> Exercise directions
Return the lines beginning at the one that contains "Point to the maroon" and continuing to the end of the entries, including both ends, exactly as written and nothing else.

> Entries supplied
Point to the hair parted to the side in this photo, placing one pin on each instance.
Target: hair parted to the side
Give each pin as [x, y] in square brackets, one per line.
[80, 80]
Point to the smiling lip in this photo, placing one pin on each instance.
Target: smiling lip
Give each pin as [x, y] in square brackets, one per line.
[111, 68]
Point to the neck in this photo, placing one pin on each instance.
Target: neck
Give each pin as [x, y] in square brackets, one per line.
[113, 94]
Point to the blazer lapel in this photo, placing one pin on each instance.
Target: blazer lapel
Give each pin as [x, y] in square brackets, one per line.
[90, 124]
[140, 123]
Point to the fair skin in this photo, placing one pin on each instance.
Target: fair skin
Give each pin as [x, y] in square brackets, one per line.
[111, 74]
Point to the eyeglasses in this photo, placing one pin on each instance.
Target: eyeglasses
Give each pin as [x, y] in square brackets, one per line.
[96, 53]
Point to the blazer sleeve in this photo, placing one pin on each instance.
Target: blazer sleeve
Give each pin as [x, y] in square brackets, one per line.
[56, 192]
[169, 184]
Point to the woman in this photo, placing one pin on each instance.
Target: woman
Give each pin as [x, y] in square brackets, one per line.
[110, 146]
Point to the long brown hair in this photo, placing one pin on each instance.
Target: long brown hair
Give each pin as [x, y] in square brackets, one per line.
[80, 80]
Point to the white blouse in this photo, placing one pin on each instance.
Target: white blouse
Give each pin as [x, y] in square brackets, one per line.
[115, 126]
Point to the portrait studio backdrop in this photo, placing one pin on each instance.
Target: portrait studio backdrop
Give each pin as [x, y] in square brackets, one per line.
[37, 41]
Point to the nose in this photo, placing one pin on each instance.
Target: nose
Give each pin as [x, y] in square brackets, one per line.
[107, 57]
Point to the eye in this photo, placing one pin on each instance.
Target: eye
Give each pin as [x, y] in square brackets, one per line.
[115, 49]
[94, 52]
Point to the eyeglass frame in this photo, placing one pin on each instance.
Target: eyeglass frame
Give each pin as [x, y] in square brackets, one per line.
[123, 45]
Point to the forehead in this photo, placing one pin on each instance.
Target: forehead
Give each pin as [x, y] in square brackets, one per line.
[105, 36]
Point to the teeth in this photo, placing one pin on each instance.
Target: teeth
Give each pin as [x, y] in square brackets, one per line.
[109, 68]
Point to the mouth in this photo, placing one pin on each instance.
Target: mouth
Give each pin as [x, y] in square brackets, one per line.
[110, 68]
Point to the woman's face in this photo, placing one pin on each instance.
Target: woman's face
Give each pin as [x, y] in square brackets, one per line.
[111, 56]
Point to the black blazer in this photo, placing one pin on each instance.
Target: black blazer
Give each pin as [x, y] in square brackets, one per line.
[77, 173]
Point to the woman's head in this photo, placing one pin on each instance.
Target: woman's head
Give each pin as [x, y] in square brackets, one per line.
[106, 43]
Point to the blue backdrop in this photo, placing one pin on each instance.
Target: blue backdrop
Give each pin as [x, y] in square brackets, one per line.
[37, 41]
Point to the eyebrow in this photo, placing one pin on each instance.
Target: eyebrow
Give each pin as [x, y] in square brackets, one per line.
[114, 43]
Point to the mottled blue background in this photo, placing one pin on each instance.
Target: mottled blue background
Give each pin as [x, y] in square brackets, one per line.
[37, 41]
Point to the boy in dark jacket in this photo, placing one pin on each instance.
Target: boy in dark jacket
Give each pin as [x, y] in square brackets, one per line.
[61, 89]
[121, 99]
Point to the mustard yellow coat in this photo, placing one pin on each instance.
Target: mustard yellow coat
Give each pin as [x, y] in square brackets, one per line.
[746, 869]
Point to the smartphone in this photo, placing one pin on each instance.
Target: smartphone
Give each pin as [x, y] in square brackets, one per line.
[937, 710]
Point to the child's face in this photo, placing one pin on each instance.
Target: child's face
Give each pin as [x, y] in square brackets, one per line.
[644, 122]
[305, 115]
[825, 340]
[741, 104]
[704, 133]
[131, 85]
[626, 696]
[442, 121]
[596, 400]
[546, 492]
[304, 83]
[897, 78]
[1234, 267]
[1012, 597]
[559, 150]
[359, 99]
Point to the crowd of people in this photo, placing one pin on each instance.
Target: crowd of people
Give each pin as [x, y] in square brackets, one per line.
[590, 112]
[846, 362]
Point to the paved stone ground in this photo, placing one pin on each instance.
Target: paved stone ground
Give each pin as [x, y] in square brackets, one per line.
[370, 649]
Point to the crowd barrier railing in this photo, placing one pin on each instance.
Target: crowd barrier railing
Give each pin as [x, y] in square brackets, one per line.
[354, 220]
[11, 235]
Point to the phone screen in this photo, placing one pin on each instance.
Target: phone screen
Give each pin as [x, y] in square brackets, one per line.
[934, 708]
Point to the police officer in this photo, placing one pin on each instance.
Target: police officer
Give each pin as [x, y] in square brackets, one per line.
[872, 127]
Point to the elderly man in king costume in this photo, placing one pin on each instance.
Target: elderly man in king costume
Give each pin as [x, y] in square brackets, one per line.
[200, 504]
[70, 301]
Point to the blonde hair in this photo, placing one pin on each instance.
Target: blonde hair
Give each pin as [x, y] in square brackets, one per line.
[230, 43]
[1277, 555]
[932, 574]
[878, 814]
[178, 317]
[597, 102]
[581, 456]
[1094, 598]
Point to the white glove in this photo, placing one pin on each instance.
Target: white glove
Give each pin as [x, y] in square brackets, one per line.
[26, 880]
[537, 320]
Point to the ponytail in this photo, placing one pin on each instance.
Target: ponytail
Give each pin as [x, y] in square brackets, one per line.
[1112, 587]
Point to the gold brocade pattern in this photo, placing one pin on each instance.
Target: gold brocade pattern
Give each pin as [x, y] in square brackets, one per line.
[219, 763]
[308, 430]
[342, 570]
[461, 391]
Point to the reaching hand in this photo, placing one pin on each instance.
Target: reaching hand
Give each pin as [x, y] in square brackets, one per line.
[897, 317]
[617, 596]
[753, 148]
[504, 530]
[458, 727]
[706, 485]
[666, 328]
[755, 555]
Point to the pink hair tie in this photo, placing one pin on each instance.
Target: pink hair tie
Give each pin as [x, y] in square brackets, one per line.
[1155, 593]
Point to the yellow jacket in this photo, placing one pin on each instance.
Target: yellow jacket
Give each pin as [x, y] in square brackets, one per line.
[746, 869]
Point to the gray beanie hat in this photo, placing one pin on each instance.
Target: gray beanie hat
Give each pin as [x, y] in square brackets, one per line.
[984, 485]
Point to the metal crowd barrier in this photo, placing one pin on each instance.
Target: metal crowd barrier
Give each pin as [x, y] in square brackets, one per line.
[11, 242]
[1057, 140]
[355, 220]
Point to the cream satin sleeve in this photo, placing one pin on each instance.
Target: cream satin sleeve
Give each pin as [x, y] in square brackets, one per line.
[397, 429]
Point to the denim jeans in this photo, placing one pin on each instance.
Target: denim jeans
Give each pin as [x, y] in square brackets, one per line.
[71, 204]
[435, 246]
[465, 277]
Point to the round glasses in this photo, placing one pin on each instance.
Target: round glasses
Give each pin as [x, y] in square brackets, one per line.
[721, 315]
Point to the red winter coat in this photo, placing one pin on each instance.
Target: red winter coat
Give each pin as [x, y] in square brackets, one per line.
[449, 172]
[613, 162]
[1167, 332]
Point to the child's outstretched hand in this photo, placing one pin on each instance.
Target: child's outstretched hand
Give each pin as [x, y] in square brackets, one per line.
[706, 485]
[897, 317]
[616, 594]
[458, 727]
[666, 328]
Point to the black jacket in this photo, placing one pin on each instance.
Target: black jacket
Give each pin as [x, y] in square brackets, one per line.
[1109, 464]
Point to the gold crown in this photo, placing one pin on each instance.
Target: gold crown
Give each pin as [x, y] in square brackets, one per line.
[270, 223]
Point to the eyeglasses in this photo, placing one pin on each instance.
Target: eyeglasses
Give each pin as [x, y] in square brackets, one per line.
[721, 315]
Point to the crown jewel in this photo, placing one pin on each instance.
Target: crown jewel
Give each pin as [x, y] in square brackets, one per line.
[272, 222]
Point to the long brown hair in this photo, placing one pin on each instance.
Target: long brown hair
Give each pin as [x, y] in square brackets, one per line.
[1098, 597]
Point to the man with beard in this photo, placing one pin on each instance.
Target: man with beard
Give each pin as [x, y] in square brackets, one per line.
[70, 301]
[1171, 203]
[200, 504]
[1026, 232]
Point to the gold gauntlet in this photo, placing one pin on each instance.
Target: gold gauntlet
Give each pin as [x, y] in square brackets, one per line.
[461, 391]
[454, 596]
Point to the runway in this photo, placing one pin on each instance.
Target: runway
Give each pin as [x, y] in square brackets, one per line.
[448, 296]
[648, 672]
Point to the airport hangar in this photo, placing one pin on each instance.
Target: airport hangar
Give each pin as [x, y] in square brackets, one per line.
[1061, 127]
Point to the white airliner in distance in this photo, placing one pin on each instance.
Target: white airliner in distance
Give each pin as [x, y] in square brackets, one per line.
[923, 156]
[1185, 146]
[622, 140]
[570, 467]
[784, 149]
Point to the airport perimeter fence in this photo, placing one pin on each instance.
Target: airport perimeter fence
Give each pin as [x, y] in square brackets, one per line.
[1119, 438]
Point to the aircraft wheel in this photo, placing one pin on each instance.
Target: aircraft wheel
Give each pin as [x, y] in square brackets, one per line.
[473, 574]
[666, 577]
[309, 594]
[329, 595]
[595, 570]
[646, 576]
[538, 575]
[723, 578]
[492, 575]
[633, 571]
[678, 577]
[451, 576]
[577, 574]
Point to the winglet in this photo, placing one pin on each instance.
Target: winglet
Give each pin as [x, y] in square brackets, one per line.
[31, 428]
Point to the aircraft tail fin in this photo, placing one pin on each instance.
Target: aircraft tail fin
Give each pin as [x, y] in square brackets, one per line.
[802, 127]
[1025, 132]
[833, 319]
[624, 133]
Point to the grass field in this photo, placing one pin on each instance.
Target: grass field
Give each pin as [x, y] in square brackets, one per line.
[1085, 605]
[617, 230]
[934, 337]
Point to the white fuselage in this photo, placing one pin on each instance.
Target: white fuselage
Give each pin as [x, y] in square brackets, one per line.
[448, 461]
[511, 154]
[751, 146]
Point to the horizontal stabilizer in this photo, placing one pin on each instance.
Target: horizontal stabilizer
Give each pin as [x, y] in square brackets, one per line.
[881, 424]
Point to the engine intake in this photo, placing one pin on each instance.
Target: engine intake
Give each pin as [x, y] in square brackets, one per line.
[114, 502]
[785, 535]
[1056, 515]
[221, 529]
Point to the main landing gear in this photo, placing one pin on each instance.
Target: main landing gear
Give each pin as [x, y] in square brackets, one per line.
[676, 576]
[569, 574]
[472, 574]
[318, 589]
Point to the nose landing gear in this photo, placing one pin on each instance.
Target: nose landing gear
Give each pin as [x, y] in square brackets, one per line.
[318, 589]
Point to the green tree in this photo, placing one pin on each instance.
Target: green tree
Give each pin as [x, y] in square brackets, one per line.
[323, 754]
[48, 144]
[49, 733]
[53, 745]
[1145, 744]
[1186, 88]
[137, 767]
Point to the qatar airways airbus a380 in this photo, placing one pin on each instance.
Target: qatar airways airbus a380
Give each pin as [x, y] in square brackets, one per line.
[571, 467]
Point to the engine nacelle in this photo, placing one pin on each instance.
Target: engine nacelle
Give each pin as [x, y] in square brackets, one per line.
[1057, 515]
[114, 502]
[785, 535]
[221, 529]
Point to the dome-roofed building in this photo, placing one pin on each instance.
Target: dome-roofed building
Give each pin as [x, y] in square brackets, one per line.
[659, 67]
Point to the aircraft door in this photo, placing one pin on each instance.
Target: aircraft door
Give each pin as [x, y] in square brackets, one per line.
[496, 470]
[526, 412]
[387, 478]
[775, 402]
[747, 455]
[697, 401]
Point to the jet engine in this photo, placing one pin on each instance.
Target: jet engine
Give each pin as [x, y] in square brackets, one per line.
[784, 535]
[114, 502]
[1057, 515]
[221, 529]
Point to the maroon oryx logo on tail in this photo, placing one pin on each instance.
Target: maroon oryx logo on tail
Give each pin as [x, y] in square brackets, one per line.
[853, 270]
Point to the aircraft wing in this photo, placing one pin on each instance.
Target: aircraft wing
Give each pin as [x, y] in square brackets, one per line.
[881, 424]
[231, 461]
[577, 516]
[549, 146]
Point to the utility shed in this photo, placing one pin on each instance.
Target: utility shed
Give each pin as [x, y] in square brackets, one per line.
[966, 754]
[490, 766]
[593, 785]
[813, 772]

> Solution to this task
Point to the maroon oryx logo on tail in this photo, placing one pin on each instance.
Target: maroon oryx logo on tail
Give each pin as [x, y] in square brackets, one per line.
[853, 270]
Point to the aircraft wing in this photo, placing one pin on each instance.
Target: aircraft wing
Give each pin as [x, y] in square brackets, one per line.
[881, 424]
[231, 461]
[577, 516]
[549, 146]
Point to the utility shed in this photo, placing one pin on each instance.
Target: utility shed
Give each pin as [x, y] in square brackets, one per line.
[966, 754]
[490, 766]
[593, 785]
[813, 772]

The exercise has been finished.